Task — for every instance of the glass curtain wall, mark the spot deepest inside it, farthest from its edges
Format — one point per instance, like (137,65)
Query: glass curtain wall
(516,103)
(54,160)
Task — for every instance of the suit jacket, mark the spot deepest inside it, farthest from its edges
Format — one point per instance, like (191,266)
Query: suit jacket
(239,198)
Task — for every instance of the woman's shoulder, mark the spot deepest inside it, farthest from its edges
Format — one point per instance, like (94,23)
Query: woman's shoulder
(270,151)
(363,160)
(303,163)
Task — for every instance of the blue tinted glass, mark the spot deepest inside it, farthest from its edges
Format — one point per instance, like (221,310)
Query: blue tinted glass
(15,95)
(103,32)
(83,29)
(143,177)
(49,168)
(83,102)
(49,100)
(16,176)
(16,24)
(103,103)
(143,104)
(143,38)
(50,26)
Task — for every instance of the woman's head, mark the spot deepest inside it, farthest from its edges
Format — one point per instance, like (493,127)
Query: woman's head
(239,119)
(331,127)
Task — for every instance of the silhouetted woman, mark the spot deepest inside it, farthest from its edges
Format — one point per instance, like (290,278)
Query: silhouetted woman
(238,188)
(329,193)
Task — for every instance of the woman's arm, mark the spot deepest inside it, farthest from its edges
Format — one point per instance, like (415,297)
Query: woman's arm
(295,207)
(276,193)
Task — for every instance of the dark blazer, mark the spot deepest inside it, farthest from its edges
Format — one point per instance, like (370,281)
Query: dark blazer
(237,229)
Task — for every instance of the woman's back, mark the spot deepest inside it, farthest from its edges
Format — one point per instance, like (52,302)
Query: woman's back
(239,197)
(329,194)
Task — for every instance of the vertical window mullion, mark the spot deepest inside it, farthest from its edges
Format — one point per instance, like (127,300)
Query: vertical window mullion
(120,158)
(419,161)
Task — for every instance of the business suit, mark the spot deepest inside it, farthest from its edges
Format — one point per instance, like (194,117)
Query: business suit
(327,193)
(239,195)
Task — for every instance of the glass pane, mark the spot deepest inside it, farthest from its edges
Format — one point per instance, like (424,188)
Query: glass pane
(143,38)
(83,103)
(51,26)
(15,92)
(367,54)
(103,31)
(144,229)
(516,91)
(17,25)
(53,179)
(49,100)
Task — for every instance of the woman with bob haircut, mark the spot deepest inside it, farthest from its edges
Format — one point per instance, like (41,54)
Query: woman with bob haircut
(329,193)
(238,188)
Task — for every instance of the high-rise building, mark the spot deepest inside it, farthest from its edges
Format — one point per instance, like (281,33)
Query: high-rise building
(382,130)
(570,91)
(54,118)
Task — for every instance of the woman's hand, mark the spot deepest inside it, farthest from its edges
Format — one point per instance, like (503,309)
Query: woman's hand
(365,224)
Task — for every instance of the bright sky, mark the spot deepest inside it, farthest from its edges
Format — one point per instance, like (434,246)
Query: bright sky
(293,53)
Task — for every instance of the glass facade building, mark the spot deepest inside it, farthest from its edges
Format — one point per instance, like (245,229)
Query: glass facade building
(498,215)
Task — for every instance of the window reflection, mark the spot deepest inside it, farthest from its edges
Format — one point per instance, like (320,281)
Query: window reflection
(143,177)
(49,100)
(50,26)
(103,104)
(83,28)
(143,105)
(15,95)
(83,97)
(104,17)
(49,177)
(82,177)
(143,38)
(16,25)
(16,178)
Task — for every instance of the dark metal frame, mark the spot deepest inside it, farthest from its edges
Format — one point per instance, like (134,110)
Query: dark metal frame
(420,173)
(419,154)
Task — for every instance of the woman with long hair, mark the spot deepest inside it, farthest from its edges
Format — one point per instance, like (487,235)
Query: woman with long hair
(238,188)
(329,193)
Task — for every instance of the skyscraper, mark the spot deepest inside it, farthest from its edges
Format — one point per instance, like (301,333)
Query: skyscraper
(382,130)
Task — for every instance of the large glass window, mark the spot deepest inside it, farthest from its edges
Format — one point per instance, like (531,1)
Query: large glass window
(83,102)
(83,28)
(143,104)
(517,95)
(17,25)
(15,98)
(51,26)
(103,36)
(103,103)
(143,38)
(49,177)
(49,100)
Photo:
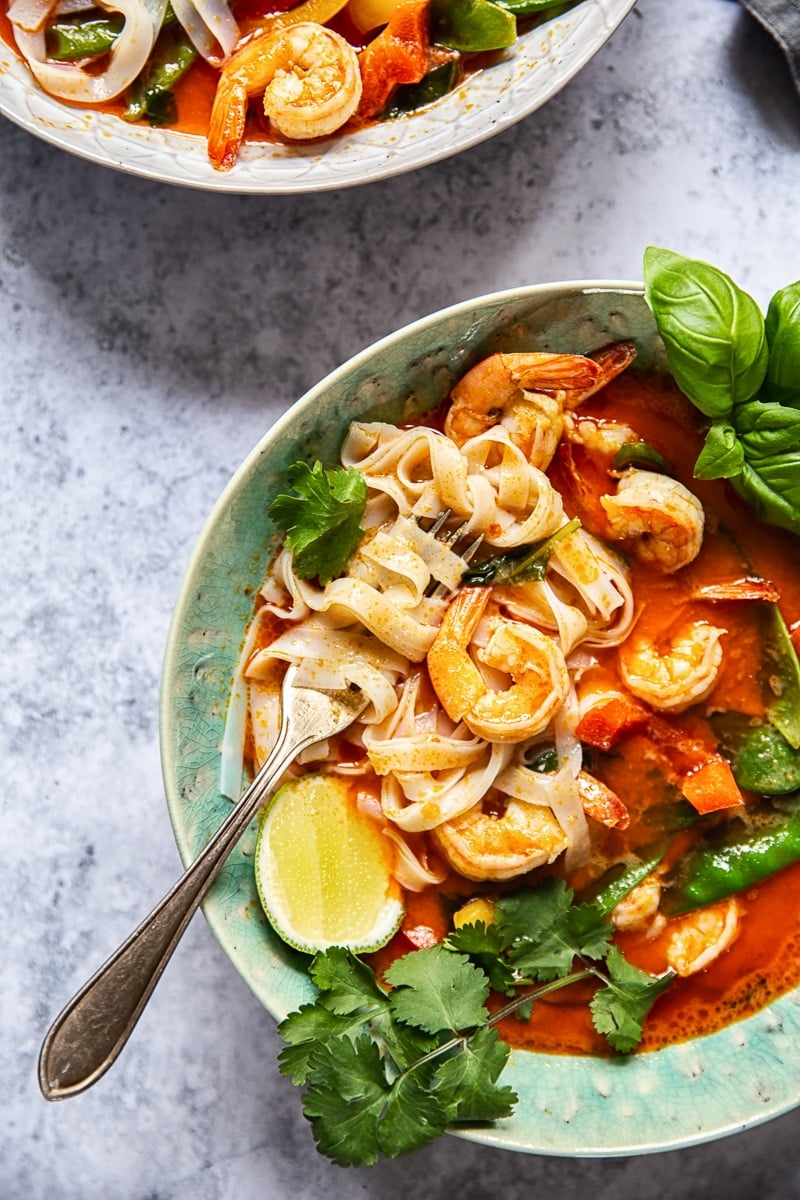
....................
▸ What needs to be done: Which lines in the rows above contain the word "pane"? Copy each one.

▸ Result for this task:
Task — for every instance of the glass pane, mark the spot deepest inside it, farthest from its edges
Query: glass pane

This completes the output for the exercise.